_Problème à résoudre_
Extrayez du texte sur la transparence des salaires, sans rien modifier, tout ce qui va de « Pourtant, en France » jusqu'à « donc être dépassés. ».

_Texte fourni_
1 - État des lieux en France


77% des Français sont favorables à une transparence des salaires (étude Glassdoor).
Pour plus des deux tiers des candidats, le salaire proposé est l’information la plus importante d’une offre.

Pourtant, en France les freins culturels liés à l’argent sont élevés. La culture française du rapport à l’argent nous place dans les bons derniers sur ce thème avec l’Allemagne en termes de transparence. A l’inverse, les pays nordiques et le UK n’ont pas ce frein et sont ouverts à la discussion de la rémunération. En Norvège, les bulletins de paie de tous les salariés sont publics et consultables comme vous consulteriez un Kbis.

Le rapport à l’argent a une nature émotionnelle complexe en France. L’évitement et les biais doivent donc être dépassés.

4 niveaux de niveaux de transparence sont possibles :
la publication d’une politique générale de rémunération, celle des critères de détermination de la rémunération, celle de la grille des fourchettes de salaires par poste et niveau, et la transparence absolue comme en Norvège : la communication des salaires de chacun dans l’entreprise.

_Données recueillies_
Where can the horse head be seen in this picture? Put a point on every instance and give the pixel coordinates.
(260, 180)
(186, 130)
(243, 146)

_Résultat attendu_
Pourtant, en France les freins culturels liés à l’argent sont élevés. La culture française du rapport à l’argent nous place dans les bons derniers sur ce thème avec l’Allemagne en termes de transparence. A l’inverse, les pays nordiques et le UK n’ont pas ce frein et sont ouverts à la discussion de la rémunération. En Norvège, les bulletins de paie de tous les salariés sont publics et consultables comme vous consulteriez un Kbis.

Le rapport à l’argent a une nature émotionnelle complexe en France. L’évitement et les biais doivent donc être dépassés.